- Exercise brief -
Which lines in the material below contain the string "bodice"? Report each of them in full.

- Exercise input -
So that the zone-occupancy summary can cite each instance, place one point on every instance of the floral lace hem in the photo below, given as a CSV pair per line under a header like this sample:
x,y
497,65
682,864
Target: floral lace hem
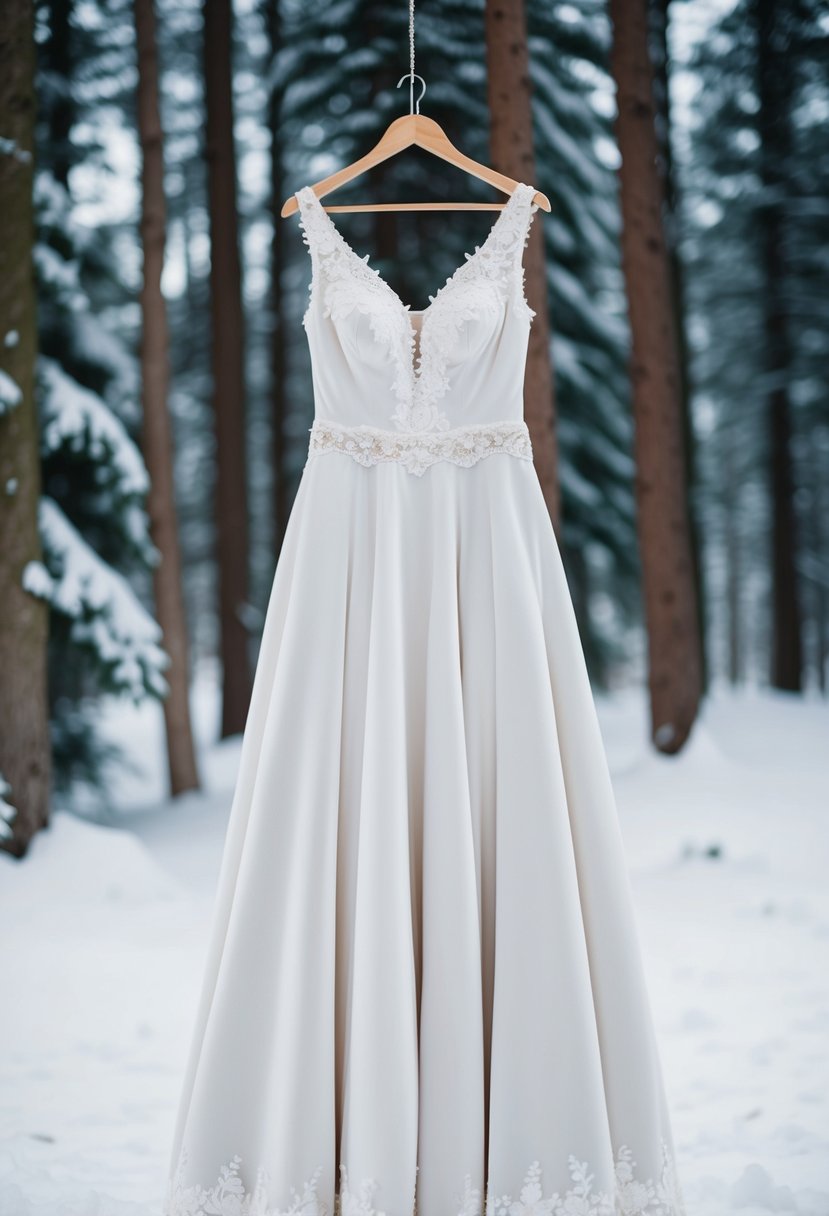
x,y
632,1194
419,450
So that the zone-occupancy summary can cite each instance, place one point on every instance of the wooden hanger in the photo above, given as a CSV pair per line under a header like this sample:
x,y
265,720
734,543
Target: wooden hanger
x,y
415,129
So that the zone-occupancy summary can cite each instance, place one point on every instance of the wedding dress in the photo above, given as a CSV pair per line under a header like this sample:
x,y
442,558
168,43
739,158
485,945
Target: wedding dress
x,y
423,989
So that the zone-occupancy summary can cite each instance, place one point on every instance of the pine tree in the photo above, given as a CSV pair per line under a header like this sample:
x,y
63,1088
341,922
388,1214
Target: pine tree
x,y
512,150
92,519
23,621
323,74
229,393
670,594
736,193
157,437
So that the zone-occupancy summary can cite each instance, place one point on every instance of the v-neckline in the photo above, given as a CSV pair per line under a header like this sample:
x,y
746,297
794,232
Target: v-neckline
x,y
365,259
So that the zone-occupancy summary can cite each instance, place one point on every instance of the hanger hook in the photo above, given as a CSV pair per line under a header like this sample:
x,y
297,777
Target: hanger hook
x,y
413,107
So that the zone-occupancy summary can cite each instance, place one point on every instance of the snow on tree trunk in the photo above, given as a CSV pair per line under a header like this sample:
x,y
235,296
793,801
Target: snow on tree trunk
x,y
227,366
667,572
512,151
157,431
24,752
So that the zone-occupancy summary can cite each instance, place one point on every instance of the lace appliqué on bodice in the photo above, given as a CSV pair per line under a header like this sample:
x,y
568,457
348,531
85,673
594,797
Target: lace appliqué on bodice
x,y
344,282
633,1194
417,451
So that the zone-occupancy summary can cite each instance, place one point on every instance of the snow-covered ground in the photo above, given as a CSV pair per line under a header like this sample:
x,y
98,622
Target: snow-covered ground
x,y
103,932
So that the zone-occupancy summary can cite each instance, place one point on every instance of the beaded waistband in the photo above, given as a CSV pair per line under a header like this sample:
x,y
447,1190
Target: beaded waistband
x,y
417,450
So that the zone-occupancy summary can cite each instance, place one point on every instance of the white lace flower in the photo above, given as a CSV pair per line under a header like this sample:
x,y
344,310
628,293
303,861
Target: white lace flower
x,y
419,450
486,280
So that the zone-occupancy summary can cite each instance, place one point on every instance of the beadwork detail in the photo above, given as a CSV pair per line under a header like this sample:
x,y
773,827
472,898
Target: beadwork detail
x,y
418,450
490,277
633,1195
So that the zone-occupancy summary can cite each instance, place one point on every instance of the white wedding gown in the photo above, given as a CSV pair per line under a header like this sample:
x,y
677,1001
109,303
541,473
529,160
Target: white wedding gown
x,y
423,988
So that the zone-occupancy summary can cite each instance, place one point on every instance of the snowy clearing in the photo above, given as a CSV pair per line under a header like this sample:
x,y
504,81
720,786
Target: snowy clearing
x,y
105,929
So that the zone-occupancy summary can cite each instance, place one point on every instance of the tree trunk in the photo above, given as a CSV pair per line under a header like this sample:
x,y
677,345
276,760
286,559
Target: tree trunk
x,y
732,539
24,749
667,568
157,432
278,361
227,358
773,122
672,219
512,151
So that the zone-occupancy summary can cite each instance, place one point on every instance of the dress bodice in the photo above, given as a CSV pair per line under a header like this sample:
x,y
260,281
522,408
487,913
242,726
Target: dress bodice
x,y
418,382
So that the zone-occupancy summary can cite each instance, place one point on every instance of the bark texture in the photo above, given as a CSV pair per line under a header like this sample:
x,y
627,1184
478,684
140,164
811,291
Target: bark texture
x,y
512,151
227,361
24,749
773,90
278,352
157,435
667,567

---

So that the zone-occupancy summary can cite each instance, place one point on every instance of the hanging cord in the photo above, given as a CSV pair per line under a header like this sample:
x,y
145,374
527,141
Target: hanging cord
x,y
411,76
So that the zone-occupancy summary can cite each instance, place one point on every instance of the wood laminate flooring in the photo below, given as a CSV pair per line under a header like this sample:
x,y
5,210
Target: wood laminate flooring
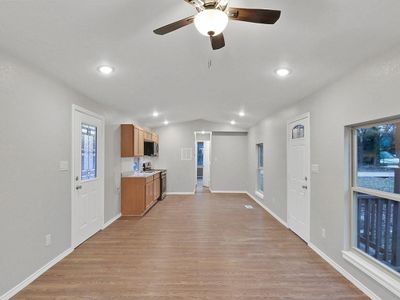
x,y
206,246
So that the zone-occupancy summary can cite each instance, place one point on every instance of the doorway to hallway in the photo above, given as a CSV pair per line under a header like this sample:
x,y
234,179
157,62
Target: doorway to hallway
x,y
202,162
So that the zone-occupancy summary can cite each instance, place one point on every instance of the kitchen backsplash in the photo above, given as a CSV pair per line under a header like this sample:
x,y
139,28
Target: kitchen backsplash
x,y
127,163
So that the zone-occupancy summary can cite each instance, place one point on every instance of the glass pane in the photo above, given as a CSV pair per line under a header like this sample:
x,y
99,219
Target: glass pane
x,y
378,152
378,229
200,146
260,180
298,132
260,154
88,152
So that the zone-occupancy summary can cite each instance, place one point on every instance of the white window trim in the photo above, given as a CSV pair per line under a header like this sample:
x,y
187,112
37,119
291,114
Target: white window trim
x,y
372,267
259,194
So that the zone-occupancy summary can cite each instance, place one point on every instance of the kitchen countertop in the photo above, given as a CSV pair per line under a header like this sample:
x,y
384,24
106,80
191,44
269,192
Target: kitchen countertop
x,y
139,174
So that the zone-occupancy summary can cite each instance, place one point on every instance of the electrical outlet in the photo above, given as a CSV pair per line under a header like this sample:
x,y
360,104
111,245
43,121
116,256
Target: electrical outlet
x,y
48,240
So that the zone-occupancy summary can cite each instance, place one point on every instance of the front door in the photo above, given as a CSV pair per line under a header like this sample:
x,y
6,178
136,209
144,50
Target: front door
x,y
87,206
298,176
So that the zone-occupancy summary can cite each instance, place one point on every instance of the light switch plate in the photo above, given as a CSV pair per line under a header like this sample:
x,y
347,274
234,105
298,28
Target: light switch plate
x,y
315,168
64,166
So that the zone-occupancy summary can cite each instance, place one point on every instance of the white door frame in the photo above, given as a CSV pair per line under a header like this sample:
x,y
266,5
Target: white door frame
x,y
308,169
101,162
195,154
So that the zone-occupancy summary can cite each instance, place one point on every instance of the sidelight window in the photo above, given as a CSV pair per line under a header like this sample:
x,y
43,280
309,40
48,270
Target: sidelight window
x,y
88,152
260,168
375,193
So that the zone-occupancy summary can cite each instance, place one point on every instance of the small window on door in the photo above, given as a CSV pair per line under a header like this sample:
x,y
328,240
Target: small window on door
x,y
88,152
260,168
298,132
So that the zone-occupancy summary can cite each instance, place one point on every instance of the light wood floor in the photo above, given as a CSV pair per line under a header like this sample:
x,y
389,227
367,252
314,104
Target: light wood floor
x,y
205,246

- The output -
So that the zone-occupancy summary can cite each instance, place one point on every instance of the lace appliqué on bodice in the photo above, given as a CSV pair per line under a header like this sample:
Target: lace appliqué on bodice
So that the zone-occupancy summary can cite each instance, place one point on every instance of the dress bodice in the photo above, given as a CSV pair per line under a header like this sample:
Target: dress bodice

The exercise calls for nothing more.